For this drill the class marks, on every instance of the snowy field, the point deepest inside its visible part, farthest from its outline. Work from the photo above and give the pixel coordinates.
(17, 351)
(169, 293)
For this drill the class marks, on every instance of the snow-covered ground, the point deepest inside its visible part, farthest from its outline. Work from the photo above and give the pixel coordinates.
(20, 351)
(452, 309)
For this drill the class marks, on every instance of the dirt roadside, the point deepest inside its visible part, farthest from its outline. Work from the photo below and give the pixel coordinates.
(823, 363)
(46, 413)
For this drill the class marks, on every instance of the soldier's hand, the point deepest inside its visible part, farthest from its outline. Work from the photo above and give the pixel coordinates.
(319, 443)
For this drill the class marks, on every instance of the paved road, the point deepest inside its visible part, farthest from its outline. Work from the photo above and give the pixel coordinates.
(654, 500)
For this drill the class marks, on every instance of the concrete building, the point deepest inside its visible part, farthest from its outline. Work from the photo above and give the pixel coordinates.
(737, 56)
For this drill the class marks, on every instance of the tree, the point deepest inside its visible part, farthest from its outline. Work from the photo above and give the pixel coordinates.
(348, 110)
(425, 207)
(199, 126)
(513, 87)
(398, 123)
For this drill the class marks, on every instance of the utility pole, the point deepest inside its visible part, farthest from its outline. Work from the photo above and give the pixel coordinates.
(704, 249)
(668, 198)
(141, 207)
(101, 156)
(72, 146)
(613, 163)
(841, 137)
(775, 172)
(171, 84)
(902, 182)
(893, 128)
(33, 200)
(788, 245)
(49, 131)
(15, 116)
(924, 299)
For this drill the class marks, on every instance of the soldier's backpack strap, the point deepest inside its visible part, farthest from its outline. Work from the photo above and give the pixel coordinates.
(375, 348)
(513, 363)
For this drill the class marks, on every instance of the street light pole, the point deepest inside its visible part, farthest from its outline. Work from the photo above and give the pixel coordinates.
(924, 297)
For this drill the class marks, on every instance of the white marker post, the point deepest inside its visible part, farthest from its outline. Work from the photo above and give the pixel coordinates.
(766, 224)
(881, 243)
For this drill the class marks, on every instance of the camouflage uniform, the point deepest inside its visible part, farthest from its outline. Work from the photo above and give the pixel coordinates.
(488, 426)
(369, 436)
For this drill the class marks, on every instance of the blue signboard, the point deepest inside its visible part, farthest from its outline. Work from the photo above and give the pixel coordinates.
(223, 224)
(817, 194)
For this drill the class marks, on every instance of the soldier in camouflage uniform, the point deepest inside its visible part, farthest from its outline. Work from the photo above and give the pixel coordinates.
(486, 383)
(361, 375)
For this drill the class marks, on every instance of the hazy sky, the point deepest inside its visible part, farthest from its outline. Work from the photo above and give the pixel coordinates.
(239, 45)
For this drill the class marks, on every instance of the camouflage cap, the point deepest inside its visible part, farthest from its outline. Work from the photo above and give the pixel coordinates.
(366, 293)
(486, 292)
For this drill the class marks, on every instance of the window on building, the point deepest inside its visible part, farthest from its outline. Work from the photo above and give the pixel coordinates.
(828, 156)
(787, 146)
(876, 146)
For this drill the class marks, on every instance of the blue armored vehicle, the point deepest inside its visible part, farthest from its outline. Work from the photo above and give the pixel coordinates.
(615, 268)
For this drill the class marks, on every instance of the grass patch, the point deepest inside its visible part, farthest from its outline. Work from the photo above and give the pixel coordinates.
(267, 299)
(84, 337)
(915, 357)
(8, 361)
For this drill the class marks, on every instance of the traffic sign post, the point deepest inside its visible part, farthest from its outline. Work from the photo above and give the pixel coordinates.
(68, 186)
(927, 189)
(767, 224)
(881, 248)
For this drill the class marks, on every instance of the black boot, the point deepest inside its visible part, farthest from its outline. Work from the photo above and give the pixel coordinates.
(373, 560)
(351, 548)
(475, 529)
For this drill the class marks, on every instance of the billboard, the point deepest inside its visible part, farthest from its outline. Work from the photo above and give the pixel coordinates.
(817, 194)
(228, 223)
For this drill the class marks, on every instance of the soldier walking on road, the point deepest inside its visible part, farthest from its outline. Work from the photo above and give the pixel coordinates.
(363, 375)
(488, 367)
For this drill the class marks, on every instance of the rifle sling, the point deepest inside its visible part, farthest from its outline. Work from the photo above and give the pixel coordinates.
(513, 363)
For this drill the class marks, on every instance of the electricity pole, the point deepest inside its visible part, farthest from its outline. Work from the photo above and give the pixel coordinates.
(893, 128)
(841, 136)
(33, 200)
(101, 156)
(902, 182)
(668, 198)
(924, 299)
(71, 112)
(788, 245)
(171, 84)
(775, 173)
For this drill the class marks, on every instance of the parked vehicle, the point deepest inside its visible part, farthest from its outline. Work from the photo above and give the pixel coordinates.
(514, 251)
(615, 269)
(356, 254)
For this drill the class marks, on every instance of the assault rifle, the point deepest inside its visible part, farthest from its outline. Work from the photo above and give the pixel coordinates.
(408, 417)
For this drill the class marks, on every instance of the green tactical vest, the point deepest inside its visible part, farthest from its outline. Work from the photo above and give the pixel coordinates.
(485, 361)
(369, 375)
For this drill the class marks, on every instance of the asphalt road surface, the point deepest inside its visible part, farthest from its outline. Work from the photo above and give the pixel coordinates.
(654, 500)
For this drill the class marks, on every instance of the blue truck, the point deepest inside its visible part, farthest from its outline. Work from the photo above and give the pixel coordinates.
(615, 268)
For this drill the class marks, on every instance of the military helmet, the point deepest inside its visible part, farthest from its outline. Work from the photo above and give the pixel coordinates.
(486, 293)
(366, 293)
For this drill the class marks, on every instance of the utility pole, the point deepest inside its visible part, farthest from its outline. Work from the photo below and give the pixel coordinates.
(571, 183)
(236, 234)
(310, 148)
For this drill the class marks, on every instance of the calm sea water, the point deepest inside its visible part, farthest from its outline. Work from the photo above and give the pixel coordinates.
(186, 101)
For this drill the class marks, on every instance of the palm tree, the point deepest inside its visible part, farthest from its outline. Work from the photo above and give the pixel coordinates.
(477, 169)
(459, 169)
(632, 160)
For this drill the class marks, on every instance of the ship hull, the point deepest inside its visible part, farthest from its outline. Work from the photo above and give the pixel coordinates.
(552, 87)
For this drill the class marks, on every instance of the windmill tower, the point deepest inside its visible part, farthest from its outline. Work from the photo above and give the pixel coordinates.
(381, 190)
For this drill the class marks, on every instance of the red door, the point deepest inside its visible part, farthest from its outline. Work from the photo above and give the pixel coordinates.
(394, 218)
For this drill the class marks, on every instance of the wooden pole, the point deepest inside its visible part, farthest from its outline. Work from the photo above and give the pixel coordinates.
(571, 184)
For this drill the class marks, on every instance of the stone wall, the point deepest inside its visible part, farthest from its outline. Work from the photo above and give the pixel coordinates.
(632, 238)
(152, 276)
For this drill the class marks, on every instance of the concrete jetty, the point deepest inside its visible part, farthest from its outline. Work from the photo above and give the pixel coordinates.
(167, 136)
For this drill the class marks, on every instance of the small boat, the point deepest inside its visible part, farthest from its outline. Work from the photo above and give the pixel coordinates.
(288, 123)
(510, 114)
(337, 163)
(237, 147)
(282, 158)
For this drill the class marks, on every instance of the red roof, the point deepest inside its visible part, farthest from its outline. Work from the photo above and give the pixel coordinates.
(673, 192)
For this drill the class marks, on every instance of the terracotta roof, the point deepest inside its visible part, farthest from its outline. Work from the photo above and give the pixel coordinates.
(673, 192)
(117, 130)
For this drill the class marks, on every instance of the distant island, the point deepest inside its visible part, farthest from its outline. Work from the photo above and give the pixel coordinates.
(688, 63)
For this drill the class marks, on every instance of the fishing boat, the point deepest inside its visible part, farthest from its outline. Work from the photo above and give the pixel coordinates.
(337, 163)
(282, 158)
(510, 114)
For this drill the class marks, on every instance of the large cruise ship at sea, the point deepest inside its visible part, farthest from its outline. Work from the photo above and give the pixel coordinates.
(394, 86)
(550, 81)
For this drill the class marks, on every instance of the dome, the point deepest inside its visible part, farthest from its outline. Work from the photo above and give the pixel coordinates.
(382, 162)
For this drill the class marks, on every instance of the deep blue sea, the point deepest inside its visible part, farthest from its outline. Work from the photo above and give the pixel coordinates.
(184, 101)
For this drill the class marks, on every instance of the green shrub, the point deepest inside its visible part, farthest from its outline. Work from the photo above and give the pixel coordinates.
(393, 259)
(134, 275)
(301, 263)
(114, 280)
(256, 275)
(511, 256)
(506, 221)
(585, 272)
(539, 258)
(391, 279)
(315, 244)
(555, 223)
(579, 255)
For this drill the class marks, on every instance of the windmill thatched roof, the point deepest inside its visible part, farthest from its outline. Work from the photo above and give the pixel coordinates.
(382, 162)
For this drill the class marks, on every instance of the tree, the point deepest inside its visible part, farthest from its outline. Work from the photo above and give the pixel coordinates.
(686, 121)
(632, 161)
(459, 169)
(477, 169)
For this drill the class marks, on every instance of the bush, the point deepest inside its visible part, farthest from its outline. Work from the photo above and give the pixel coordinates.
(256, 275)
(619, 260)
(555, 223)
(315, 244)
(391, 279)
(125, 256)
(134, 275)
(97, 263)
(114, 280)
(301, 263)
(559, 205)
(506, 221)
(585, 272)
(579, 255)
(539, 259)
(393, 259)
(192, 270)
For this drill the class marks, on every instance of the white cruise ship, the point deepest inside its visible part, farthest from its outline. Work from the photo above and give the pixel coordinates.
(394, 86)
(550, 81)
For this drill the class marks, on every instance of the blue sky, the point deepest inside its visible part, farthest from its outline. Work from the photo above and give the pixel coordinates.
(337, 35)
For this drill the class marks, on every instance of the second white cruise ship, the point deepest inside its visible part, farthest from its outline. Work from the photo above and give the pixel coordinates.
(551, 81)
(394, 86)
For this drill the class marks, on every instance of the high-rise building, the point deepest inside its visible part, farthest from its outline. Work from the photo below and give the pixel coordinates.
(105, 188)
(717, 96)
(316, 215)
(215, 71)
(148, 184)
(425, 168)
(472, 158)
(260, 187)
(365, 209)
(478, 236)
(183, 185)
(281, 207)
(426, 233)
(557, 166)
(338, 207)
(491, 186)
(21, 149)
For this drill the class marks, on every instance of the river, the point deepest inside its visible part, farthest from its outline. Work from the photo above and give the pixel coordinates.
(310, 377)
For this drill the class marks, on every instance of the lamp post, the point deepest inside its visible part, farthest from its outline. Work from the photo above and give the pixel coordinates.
◆ ◆ ◆ ◆ ◆
_Task brief_:
Beginning at the line containing "of the high-rise", repeat each line exactly through the last line of the entries, and include no other lines.

_Result for this task_:
For this drill the class marks, on every instance of the high-rise building, the point deepest inside its visible part, farthest from its outline. Work from the photo below and give the pixel coordinates.
(105, 188)
(717, 96)
(316, 215)
(215, 71)
(148, 184)
(425, 168)
(472, 158)
(260, 187)
(365, 209)
(478, 236)
(183, 185)
(281, 207)
(426, 233)
(557, 166)
(338, 207)
(491, 186)
(21, 149)
For this drill the class marks, on every instance of the river, the point deepest inside its visible part, farthest from its outline. Work from the photo above and give the pixel coordinates.
(310, 377)
For this drill the class marks, on every instance of the lamp post, the point deepest inside its visible part, farthest from its outline. Work from the photo above and give the pixel coordinates.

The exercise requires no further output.